------ Given text ------

An Asian woman applying a cream under her eyes

Milia under eyes occur when keratin becomes trapped underneath the skin. The “keratin plugs” form hard cysts called milia, also known as “milk spots,” commonly found under the eyes, around the lips, on the cheeks, and on the forehead. These small white or sometimes flesh-colored bumps can sometimes look like whiteheads, are rough to the touch, and can be itchy. They’re not harmful or infectious, although they do make your skin appear rough. Here’s what you can do to minimize milia.

How Keratin Becomes Trapped

Keratin is a protective protein that makes up our skin, hair, and nails, with the primary function of binding cells together. Keratin is found in large quantities in the skin, and a “plug” happens when keratin clumps with dead skin cells, blocking and surrounding a hair follicle. The resulting bump is called milia, and it’s not contagious, but it can be recurring, making the skin appear rough.

There is no single known cause why milia forms on the skin — it can be from irritation, genetics, or skin conditions such as eczema. Heavy occlusive creams and makeup products with liquid paraffin, liquid petroleum, paraffin oil, petrolatum liquid, and petroleum oil may also cause milia in milia-prone skin.

Removing Milia 

Severe cases of milia can be treated with microdermabrasion, chemical peels, or laser therapy.

Since milia isn’t a sebum plug — a pimple, whitehead, or blackhead — milia treatment involves a slightly different process. Usually, milia go away on their own without any need for intervention, but you can hasten the process by exfoliating the skin. As with all skin issues, do not attempt to extract milia or scrub them away. This will only worsen the condition. Use a toner with lactic acid and niacinamide, like POND’S Bright Beauty Pore Conditioning Toner, to soften and condition the skin by gently exfoliating the epidermis and lightening dark spots.

------ Given data ------

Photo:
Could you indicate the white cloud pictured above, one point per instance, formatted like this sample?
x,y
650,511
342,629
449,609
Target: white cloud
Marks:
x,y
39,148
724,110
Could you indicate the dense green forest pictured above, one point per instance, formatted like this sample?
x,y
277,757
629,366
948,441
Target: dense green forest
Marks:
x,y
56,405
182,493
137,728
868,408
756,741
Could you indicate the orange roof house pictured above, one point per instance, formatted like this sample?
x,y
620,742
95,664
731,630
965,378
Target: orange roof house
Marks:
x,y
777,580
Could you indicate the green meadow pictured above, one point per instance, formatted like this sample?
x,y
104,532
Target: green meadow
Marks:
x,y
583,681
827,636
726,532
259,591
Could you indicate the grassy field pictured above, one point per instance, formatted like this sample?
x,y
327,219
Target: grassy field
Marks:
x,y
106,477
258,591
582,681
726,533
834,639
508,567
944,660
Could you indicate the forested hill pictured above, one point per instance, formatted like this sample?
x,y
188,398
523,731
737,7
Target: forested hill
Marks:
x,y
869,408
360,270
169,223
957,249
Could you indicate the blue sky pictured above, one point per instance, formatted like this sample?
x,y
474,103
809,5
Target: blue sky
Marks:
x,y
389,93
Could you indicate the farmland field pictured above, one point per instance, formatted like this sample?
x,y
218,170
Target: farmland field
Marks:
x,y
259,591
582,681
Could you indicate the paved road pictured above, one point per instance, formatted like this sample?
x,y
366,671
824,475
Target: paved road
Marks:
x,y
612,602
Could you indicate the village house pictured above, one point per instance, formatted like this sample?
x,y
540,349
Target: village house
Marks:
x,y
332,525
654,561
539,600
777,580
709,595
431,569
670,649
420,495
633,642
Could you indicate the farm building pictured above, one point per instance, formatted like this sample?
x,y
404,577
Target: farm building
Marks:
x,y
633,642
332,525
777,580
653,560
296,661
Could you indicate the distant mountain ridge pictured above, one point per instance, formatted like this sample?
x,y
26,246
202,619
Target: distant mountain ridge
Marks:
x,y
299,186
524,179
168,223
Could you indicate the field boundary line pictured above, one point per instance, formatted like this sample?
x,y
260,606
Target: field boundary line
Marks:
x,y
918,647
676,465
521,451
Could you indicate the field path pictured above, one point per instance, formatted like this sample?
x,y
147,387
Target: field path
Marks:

------

Study questions:
1) According to the milia article, what other name are milia known by?
2) Translate this sentence from the milia article into Spanish: "They’re not harmful or infectious, although they do make your skin appear rough."
3) Continue the milia article from the end of its final sentence.
These records come from a different source than the milia article.

Responses in order:
1) Milk spots.

2) No son dañinos ni infecciosos, aunque sí hacen que la piel se vea áspera.

3)
You can also exfoliate with gentle alpha hydroxy acids such as lactic acid or glycolic acid, often found in toners, masks, and peels to renew and brighten the skin. Salicylic acid, which is a beta hydroxy acid, also slowly exfoliates dead skin cells. A study published in the National Institutes of Health. says it may help release the trapped keratin.

Use a toner with salicylic acid if you also have oily skin or acne. POND’S Acne Clear Pore Conditioning Toner gently lifts dead skin and removes milia while treating acne deep within the pores. 

Otherwise, visit a dermatologist. For severe cases, microdermabrasion, chemical peels, or laser therapy may be recommended.

Preventing Milia

Try to avoid heavy eye creams, and don’t forget to exfoliate regularly!

To prevent milia, avoid rich, occlusive eye creams that add a barrier to prevent moisture loss. Not everyone will get milia from using it, but if you are prone to getting these keratin bumps, avoid rich creams. The thinner skin around the eyes may not be able to tolerate them. You may also give your skin a little nudge when it comes to exfoliation with serums and gentle scrubs. POND’S Clear Solutions Facial Scrub has salicylic acid and lactic acid that can lift dead skin and release trapped keratin. Don’t forget to scrub gently.

Milia under eyes can be annoying, but it’s nothing to worry about, and it usually goes away on its own. If you want to speed up the process, try the products above and add regular gentle exfoliation to your skincare routine.